### YOUR INSTRUCTIONS
Copy the lines below, word for word, from the first through the line containing "for: background building". Leave the pictures out.
········
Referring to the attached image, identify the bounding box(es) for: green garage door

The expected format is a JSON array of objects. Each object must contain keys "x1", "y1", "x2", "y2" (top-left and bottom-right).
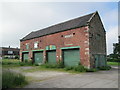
[
  {"x1": 100, "y1": 55, "x2": 106, "y2": 67},
  {"x1": 94, "y1": 55, "x2": 100, "y2": 68},
  {"x1": 47, "y1": 50, "x2": 56, "y2": 64},
  {"x1": 23, "y1": 53, "x2": 29, "y2": 62},
  {"x1": 63, "y1": 49, "x2": 80, "y2": 66},
  {"x1": 34, "y1": 51, "x2": 43, "y2": 64}
]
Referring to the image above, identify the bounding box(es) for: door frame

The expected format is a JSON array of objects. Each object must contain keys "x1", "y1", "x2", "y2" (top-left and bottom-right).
[{"x1": 22, "y1": 52, "x2": 29, "y2": 62}]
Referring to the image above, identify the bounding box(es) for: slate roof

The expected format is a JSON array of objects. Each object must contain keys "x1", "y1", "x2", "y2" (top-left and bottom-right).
[
  {"x1": 20, "y1": 12, "x2": 96, "y2": 41},
  {"x1": 1, "y1": 47, "x2": 20, "y2": 50}
]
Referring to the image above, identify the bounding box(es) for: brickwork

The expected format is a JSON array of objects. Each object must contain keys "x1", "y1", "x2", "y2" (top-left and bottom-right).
[
  {"x1": 20, "y1": 12, "x2": 106, "y2": 68},
  {"x1": 20, "y1": 27, "x2": 90, "y2": 67}
]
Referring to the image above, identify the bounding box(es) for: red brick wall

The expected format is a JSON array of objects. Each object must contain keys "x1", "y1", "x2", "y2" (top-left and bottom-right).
[{"x1": 20, "y1": 26, "x2": 90, "y2": 68}]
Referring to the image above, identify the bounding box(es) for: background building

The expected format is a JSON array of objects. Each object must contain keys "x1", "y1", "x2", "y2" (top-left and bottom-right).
[{"x1": 0, "y1": 46, "x2": 20, "y2": 59}]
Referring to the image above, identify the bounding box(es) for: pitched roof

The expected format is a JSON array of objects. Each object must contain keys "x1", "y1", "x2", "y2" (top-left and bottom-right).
[
  {"x1": 0, "y1": 47, "x2": 20, "y2": 50},
  {"x1": 20, "y1": 12, "x2": 96, "y2": 41}
]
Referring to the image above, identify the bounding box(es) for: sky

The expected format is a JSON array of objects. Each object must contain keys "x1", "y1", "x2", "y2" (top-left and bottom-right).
[{"x1": 0, "y1": 1, "x2": 119, "y2": 55}]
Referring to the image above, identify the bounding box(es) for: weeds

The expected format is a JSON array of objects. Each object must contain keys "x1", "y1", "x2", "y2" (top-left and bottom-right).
[
  {"x1": 2, "y1": 59, "x2": 20, "y2": 65},
  {"x1": 41, "y1": 60, "x2": 64, "y2": 69},
  {"x1": 74, "y1": 65, "x2": 86, "y2": 72},
  {"x1": 57, "y1": 60, "x2": 64, "y2": 68},
  {"x1": 86, "y1": 68, "x2": 98, "y2": 72},
  {"x1": 42, "y1": 63, "x2": 89, "y2": 72},
  {"x1": 41, "y1": 63, "x2": 57, "y2": 68},
  {"x1": 2, "y1": 59, "x2": 33, "y2": 66},
  {"x1": 2, "y1": 69, "x2": 28, "y2": 88},
  {"x1": 64, "y1": 66, "x2": 73, "y2": 71},
  {"x1": 19, "y1": 60, "x2": 33, "y2": 66},
  {"x1": 98, "y1": 66, "x2": 111, "y2": 70}
]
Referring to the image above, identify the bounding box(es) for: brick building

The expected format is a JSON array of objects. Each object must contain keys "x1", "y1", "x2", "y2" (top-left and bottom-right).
[{"x1": 20, "y1": 11, "x2": 106, "y2": 68}]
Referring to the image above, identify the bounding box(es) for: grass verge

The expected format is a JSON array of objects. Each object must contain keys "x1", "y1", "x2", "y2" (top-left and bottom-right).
[
  {"x1": 22, "y1": 64, "x2": 98, "y2": 74},
  {"x1": 107, "y1": 62, "x2": 119, "y2": 66},
  {"x1": 2, "y1": 59, "x2": 33, "y2": 67}
]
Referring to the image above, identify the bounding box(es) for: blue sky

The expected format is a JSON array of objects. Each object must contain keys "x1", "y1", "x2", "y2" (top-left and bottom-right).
[{"x1": 0, "y1": 2, "x2": 118, "y2": 54}]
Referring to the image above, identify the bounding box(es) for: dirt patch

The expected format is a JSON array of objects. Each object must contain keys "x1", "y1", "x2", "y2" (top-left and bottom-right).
[
  {"x1": 4, "y1": 66, "x2": 70, "y2": 83},
  {"x1": 19, "y1": 66, "x2": 35, "y2": 70},
  {"x1": 24, "y1": 71, "x2": 69, "y2": 82}
]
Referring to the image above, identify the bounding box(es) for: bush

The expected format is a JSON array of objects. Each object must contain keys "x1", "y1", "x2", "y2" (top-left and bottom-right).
[
  {"x1": 42, "y1": 63, "x2": 87, "y2": 72},
  {"x1": 47, "y1": 64, "x2": 57, "y2": 68},
  {"x1": 41, "y1": 63, "x2": 57, "y2": 68},
  {"x1": 7, "y1": 62, "x2": 12, "y2": 65},
  {"x1": 64, "y1": 65, "x2": 86, "y2": 72},
  {"x1": 41, "y1": 61, "x2": 64, "y2": 69},
  {"x1": 56, "y1": 60, "x2": 64, "y2": 68},
  {"x1": 86, "y1": 68, "x2": 97, "y2": 72},
  {"x1": 107, "y1": 58, "x2": 119, "y2": 62},
  {"x1": 24, "y1": 60, "x2": 28, "y2": 63},
  {"x1": 19, "y1": 62, "x2": 26, "y2": 66},
  {"x1": 98, "y1": 66, "x2": 111, "y2": 70},
  {"x1": 2, "y1": 70, "x2": 28, "y2": 88},
  {"x1": 15, "y1": 55, "x2": 19, "y2": 59},
  {"x1": 19, "y1": 60, "x2": 33, "y2": 66},
  {"x1": 34, "y1": 63, "x2": 39, "y2": 66},
  {"x1": 73, "y1": 65, "x2": 86, "y2": 72},
  {"x1": 2, "y1": 59, "x2": 20, "y2": 65},
  {"x1": 64, "y1": 66, "x2": 73, "y2": 71}
]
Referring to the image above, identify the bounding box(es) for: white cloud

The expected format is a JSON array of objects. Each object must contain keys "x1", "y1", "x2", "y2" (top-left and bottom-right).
[
  {"x1": 106, "y1": 26, "x2": 118, "y2": 55},
  {"x1": 1, "y1": 2, "x2": 57, "y2": 48},
  {"x1": 0, "y1": 2, "x2": 118, "y2": 55}
]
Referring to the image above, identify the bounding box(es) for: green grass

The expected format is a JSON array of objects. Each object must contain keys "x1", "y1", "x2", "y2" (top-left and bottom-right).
[
  {"x1": 22, "y1": 64, "x2": 96, "y2": 74},
  {"x1": 2, "y1": 69, "x2": 28, "y2": 88},
  {"x1": 2, "y1": 59, "x2": 20, "y2": 63},
  {"x1": 97, "y1": 66, "x2": 111, "y2": 70},
  {"x1": 2, "y1": 59, "x2": 33, "y2": 67},
  {"x1": 2, "y1": 59, "x2": 20, "y2": 66},
  {"x1": 2, "y1": 59, "x2": 111, "y2": 74},
  {"x1": 22, "y1": 65, "x2": 85, "y2": 74},
  {"x1": 107, "y1": 62, "x2": 120, "y2": 66}
]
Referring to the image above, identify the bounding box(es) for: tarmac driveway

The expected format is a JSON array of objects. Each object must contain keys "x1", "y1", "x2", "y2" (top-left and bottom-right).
[{"x1": 24, "y1": 66, "x2": 118, "y2": 88}]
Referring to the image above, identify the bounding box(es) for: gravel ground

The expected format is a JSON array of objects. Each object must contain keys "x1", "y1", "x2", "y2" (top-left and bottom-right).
[
  {"x1": 3, "y1": 66, "x2": 118, "y2": 88},
  {"x1": 24, "y1": 66, "x2": 118, "y2": 88}
]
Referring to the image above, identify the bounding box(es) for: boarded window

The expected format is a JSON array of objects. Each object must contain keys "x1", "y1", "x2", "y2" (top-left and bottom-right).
[{"x1": 26, "y1": 43, "x2": 29, "y2": 50}]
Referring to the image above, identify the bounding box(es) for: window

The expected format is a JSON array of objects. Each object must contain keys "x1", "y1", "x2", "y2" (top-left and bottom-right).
[
  {"x1": 8, "y1": 51, "x2": 13, "y2": 54},
  {"x1": 96, "y1": 34, "x2": 100, "y2": 40},
  {"x1": 34, "y1": 42, "x2": 38, "y2": 48},
  {"x1": 26, "y1": 43, "x2": 29, "y2": 50}
]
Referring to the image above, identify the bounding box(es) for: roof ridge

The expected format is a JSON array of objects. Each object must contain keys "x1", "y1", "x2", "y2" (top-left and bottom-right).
[
  {"x1": 34, "y1": 12, "x2": 95, "y2": 33},
  {"x1": 20, "y1": 11, "x2": 96, "y2": 41}
]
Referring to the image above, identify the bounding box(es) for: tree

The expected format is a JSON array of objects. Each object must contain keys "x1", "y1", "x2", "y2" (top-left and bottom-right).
[
  {"x1": 107, "y1": 36, "x2": 120, "y2": 62},
  {"x1": 113, "y1": 43, "x2": 120, "y2": 54}
]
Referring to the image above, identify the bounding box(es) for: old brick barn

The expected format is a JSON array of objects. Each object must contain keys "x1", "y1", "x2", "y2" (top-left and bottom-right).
[{"x1": 20, "y1": 11, "x2": 107, "y2": 68}]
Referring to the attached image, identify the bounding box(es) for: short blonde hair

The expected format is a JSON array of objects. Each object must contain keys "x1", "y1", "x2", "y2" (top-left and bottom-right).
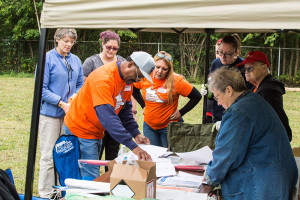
········
### RESPONSE BELOW
Referring to the attached image, identify the bounding box(es) for: green garage door

The expected format is a JSON array of objects. Each object must contain keys "x1", "y1", "x2", "y2" (top-left and bottom-right).
[
  {"x1": 100, "y1": 55, "x2": 106, "y2": 67},
  {"x1": 94, "y1": 55, "x2": 100, "y2": 68},
  {"x1": 47, "y1": 50, "x2": 56, "y2": 64},
  {"x1": 23, "y1": 53, "x2": 29, "y2": 62},
  {"x1": 63, "y1": 49, "x2": 80, "y2": 66},
  {"x1": 34, "y1": 51, "x2": 43, "y2": 64}
]
Referring to the image above, identify the bounding box(es) for: door frame

The expected format is a JSON array of objects. Each object must contain keys "x1", "y1", "x2", "y2" (top-left and bottom-right).
[{"x1": 22, "y1": 52, "x2": 29, "y2": 62}]
Referring to the image above, identify the bounding box(es) for: slate roof

The expected format is a JSON array of objects. Each object must contain keys "x1", "y1", "x2", "y2" (top-left and bottom-right).
[
  {"x1": 20, "y1": 12, "x2": 96, "y2": 41},
  {"x1": 1, "y1": 47, "x2": 20, "y2": 50}
]
Referring to the image above, identify the bounding box(es) for: brickwork

The expected format is a JSON array of objects. Each object must contain keys "x1", "y1", "x2", "y2" (top-left and bottom-right).
[
  {"x1": 20, "y1": 12, "x2": 106, "y2": 68},
  {"x1": 20, "y1": 27, "x2": 90, "y2": 67}
]
Referring to the image above, identify the bounding box(es) for: red brick wall

The expected format is a JSON array of objects. Each object must contain keys "x1", "y1", "x2", "y2" (top-left and bottom-right).
[{"x1": 20, "y1": 26, "x2": 90, "y2": 68}]
Referring to the image above, identify the bounding box(es) for: background building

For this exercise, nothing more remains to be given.